--- BEGIN ---

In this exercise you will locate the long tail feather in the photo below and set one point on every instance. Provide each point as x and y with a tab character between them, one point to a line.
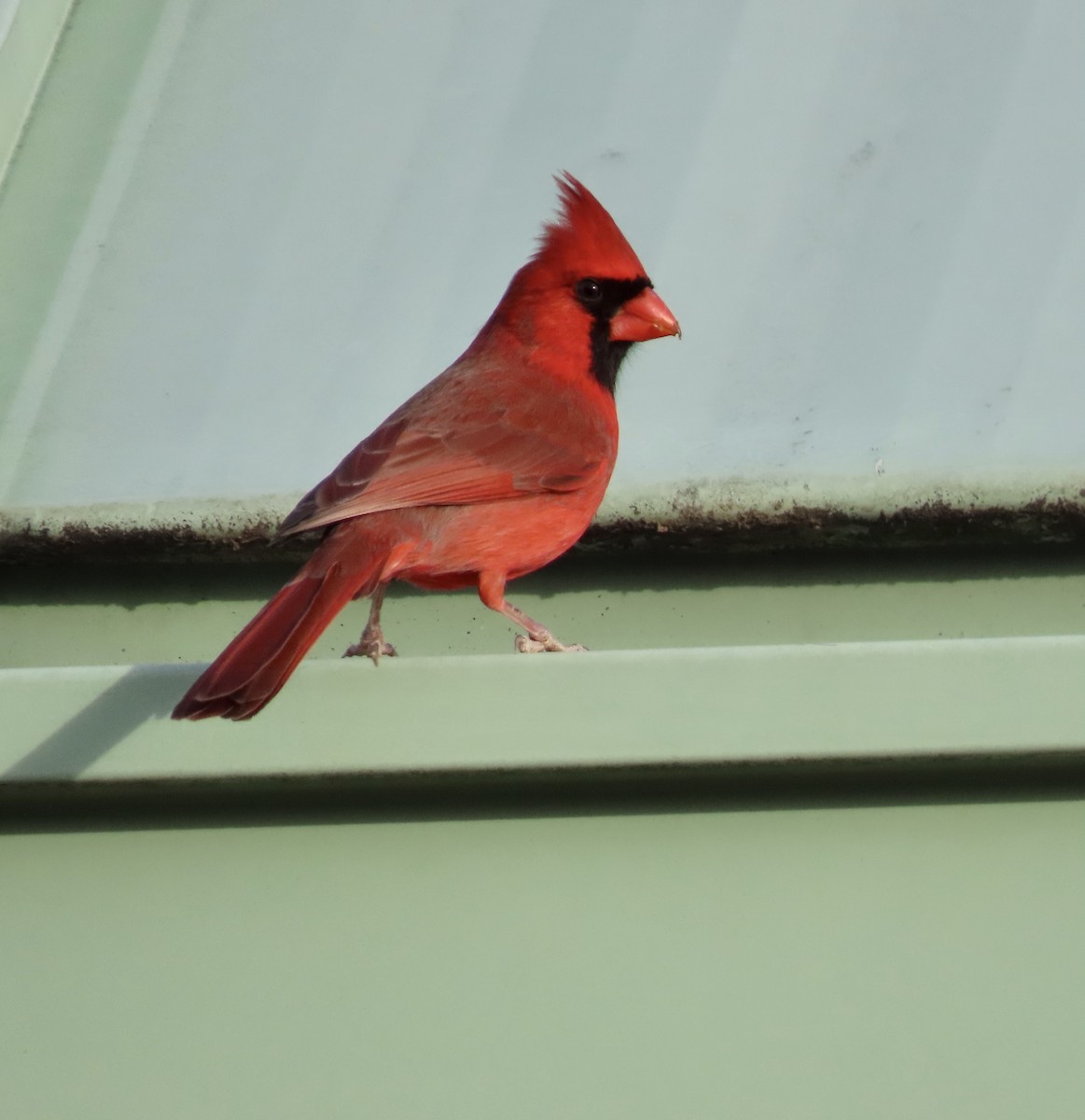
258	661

--- END ---
--- BEGIN ---

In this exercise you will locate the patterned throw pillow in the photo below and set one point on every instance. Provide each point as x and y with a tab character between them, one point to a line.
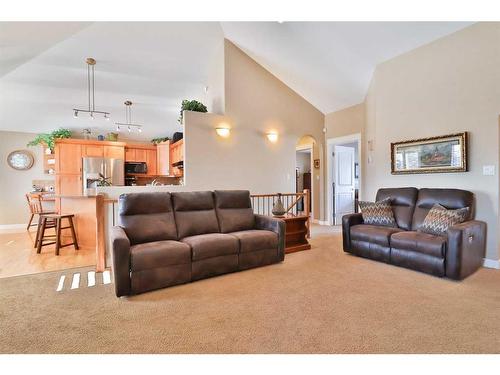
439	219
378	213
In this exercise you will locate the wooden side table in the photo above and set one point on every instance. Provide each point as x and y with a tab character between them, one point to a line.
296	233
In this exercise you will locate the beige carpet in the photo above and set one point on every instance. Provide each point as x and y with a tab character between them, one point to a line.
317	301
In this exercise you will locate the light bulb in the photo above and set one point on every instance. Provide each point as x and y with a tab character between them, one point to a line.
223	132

--- END ---

SHORT EXERCISE: Extract every line of the records above that contains the string "below", treating uppercase and lowercase letters as distinct.

THE RESULT:
In this exercise you will locate the long tail feather in the photo below and set one point on every instance. Provide each point as x and y with a tab character between them, one point to a line.
In this exercise you will locate the patterned throw pillow in the photo below and set one point on every instance. Provide each point as x and y with a tab character between them, one point to a line.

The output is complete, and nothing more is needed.